> [Exercise description] Only an exact copy of every record counts as an answer.

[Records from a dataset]
□ □ □ □ □ □ □

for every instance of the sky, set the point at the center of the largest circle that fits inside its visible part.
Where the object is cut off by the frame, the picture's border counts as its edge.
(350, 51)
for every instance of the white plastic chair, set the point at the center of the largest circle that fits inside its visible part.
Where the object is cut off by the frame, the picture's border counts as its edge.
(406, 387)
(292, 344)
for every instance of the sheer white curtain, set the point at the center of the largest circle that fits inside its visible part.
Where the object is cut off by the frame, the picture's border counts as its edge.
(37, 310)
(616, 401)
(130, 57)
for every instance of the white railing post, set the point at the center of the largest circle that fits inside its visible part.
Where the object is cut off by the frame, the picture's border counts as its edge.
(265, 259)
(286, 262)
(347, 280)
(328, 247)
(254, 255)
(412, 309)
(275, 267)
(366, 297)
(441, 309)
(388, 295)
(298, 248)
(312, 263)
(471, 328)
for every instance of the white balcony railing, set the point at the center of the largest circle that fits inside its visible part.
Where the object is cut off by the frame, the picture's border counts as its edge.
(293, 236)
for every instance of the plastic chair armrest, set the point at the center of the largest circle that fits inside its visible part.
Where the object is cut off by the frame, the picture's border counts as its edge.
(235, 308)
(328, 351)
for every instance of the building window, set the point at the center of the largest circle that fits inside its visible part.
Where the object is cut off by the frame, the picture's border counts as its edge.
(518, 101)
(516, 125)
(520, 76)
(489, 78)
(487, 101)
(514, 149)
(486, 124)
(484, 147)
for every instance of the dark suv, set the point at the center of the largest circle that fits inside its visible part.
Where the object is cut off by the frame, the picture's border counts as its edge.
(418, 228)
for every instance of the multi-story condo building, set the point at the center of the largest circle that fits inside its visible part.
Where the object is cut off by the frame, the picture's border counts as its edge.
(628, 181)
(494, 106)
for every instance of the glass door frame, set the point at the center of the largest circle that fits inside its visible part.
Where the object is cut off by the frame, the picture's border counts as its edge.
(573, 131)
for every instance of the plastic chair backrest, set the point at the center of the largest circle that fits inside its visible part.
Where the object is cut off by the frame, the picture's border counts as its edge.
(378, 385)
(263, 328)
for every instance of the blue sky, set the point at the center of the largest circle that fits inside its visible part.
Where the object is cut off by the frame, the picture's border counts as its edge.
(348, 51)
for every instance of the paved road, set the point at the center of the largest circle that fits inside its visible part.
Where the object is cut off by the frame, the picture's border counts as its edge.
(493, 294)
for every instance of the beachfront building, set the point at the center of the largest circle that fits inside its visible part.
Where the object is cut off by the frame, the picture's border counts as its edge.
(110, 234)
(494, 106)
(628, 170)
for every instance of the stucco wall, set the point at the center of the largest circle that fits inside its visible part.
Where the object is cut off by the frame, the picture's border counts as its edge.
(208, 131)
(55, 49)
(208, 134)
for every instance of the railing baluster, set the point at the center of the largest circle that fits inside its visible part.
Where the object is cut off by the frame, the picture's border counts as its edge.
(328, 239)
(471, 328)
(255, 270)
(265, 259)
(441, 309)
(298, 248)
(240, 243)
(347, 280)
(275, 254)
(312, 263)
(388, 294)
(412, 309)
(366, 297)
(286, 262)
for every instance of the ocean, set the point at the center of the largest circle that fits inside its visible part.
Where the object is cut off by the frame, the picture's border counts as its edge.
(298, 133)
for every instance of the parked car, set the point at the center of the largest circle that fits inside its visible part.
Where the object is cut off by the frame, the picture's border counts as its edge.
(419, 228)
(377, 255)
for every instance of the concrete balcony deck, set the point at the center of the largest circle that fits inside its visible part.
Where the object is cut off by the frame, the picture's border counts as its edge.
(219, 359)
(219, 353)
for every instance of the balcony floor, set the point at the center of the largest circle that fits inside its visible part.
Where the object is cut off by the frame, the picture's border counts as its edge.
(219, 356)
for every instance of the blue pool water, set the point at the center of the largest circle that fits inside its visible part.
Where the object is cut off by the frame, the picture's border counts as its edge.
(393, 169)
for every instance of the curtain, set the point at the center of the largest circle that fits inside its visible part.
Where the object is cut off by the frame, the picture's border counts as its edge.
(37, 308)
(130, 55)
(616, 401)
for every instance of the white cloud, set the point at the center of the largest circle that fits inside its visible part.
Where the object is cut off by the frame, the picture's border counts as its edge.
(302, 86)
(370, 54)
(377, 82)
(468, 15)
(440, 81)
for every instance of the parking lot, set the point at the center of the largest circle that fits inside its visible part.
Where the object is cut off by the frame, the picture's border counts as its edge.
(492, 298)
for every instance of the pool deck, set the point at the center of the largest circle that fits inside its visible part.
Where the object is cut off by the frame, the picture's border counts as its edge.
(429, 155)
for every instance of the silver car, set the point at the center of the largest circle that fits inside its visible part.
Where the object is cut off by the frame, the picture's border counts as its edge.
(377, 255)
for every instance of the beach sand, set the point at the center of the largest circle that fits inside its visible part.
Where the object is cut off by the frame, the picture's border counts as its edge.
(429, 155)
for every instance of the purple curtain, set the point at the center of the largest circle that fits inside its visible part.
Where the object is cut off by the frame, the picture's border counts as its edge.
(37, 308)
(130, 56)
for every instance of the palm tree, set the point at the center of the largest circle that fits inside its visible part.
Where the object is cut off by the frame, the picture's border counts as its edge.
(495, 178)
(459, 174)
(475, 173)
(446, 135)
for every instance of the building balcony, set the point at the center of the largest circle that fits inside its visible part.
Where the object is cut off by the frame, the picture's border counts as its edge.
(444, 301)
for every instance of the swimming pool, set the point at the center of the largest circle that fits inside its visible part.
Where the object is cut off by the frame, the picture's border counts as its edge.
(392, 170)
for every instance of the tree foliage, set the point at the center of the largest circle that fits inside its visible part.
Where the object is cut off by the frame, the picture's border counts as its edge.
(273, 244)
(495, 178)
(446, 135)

□ □ □ □ □ □ □

> [Exercise output]
for every instance of the sky, set the point at the center of the largest circle that fits inside its visible part.
Where the object is cut off by the frame, the picture's border counts as its edge.
(350, 51)
for every instance of the white plastic chair, set the point at the center of the largest circle that fits inside its visible part.
Where the object is cut off by the frame, the picture's border counts as its edge.
(406, 387)
(292, 344)
for every instance of the sheer white curtain, set the point at the center of the largest circle that fits inside its visible part.
Where the object is cut off by the frame, the picture's border counts as its edge.
(37, 310)
(616, 401)
(130, 57)
for every instance of the white railing post, set the point at the center of the largest circle that fits inside its visible part.
Where the object is cut off by the frame, the picture's border counts as its edge.
(265, 259)
(286, 262)
(347, 280)
(328, 247)
(254, 255)
(412, 309)
(275, 267)
(366, 297)
(441, 309)
(388, 295)
(298, 248)
(312, 263)
(471, 328)
for every instance of the white balcony railing, set the point at the center of the largest circle that fits inside its visible part.
Where the object is cut off by the frame, the picture's border counts as its edge.
(293, 236)
for every instance of the plastic chair armrest, set the point at the center of the largest circle that fits inside its visible part.
Where the object is cut off by the frame, the picture's border counts as its edge.
(235, 308)
(328, 351)
for every instance of the building window, set the point at the center of the largest circle that fits inside its visible part.
Where the object is cut off by the frame, the picture's border counts as its edge.
(518, 101)
(516, 125)
(520, 76)
(489, 78)
(487, 101)
(514, 149)
(486, 124)
(484, 147)
for every instance of the dark suv, set the point at the center of the largest circle that fits inside its visible part.
Where the object is cut off by the frame, the picture's border counts as its edge.
(418, 228)
for every instance of the multi-story condo building, set the point at the center of the largest circle that fits inside its visible part.
Where the object is cut off by the frame, the picture's border counts as its edge.
(628, 181)
(494, 106)
for every instance of the glass door frame, set the point at the center of the largest circle that fits inside its visible part.
Where the object is cut off by the frame, the picture's border counts as its edge.
(573, 131)
for every instance of the plastic chair backrest, set the point at the center of the largest circle that fits inside its visible part.
Where the object is cut off by the frame, the picture's border counts as its edge.
(378, 385)
(263, 328)
for every instance of the blue sky, set the point at the center of the largest circle that fits inside its visible part.
Where the object is cut off by the frame, the picture's border counts as its edge.
(348, 51)
for every instance of the paved road, set the point at the center of the largest circle that fits inside its visible part.
Where the object is cut off by the frame, the picture's border counts as its edge.
(493, 294)
for every instance of the beachfront building, set the point at the center of the largest circle that fits inside its visible part.
Where the object is cut off by the frame, the picture's border counts as its edge.
(110, 234)
(494, 106)
(628, 170)
for every instance of the stucco wall, set the point at the center of the largest circle that fits inside its visible part.
Where the object is cut off by the frame, the picture's border counts as its edge.
(208, 131)
(55, 49)
(208, 134)
for every instance of the railing baluster, set the point at the center of the largest circle that fits inside its visible part.
Where the object is cut off by the frame, the picture's border counts as its edge.
(328, 239)
(471, 328)
(255, 270)
(265, 259)
(441, 309)
(298, 248)
(240, 243)
(347, 280)
(275, 254)
(312, 263)
(388, 294)
(412, 309)
(366, 297)
(286, 262)
for every instance of the ocean, set the point at the center of the largest circle that fits inside its visible part.
Where the object is cut off by the frame, the picture's border counts as its edge.
(298, 133)
for every instance of the parked car, set the point at the center of the largest circle that fits inside its visible part.
Where the object is cut off by the frame, the picture's border counts as its edge.
(419, 228)
(377, 255)
for every instance of the concrete balcony deck, set the point at the center of the largest circle that fits inside its visible part.
Where the object is cut off by the frame, the picture's border counts as its edge.
(219, 359)
(219, 353)
for every instance of the balcony floor, set the point at the center of the largest circle that fits inside its visible part.
Where the object is cut off by the frame, the picture's border counts as its edge.
(219, 356)
for every instance of the blue pool water, set the point at the center of the largest circle that fits inside its visible part.
Where the object is cut off by the frame, the picture's border counts as its edge.
(393, 169)
for every instance of the curtain, set the point at the center of the largest circle that fits inside its visible part.
Where the object is cut off by the frame, the picture's border counts as its edge.
(37, 308)
(130, 55)
(616, 401)
for every instance of the white cloud, set the point at the center of the largest circle that fits inside its visible part.
Where the object is cut off by the frame, the picture's border counts as its edge.
(302, 86)
(370, 54)
(377, 82)
(468, 15)
(440, 81)
for every instance of the parking lot, set the point at the center of the largest circle that fits inside its visible part.
Where the object is cut off by the frame, the picture's border counts as its edge.
(492, 298)
for every instance of the pool deck, set the point at the center of the largest circle that fits inside its visible part.
Where the object is cut off by the frame, the picture's border counts as its edge.
(429, 155)
for every instance of the silver car, set the point at the center of the largest circle that fits inside its visible part.
Where the object is cut off by the frame, the picture's border counts as its edge.
(377, 255)
for every instance of the beach sand, set the point at the center of the largest circle that fits inside its visible part.
Where the object is cut off by the frame, the picture's border counts as its edge.
(429, 155)
for every instance of the purple curtain, set the point at the center of the largest circle that fits inside its visible part.
Where the object is cut off by the frame, the picture's border counts as its edge.
(37, 308)
(130, 56)
for every instance of the palm tree, set the point at the center of the largest circle that fits inside its visible part.
Where the object is cut off by the frame, the picture's border counts as its edge.
(495, 178)
(459, 174)
(475, 173)
(446, 135)
for every instance of the building balcony, set the point at the center of the largest circle that fits inside its visible part.
Where the object is cut off by the frame, the picture's border counts as its edge.
(444, 301)
for every instance of the swimming pool, set the point at the center of the largest circle that fits inside its visible part.
Where the object is cut off by the frame, the picture's border counts as its edge.
(392, 170)
for every instance of the tree foliage, set the point at the center of the largest circle that fits inside its visible part.
Where the object is cut off by the frame, the picture's border counts as its edge.
(273, 244)
(495, 178)
(446, 135)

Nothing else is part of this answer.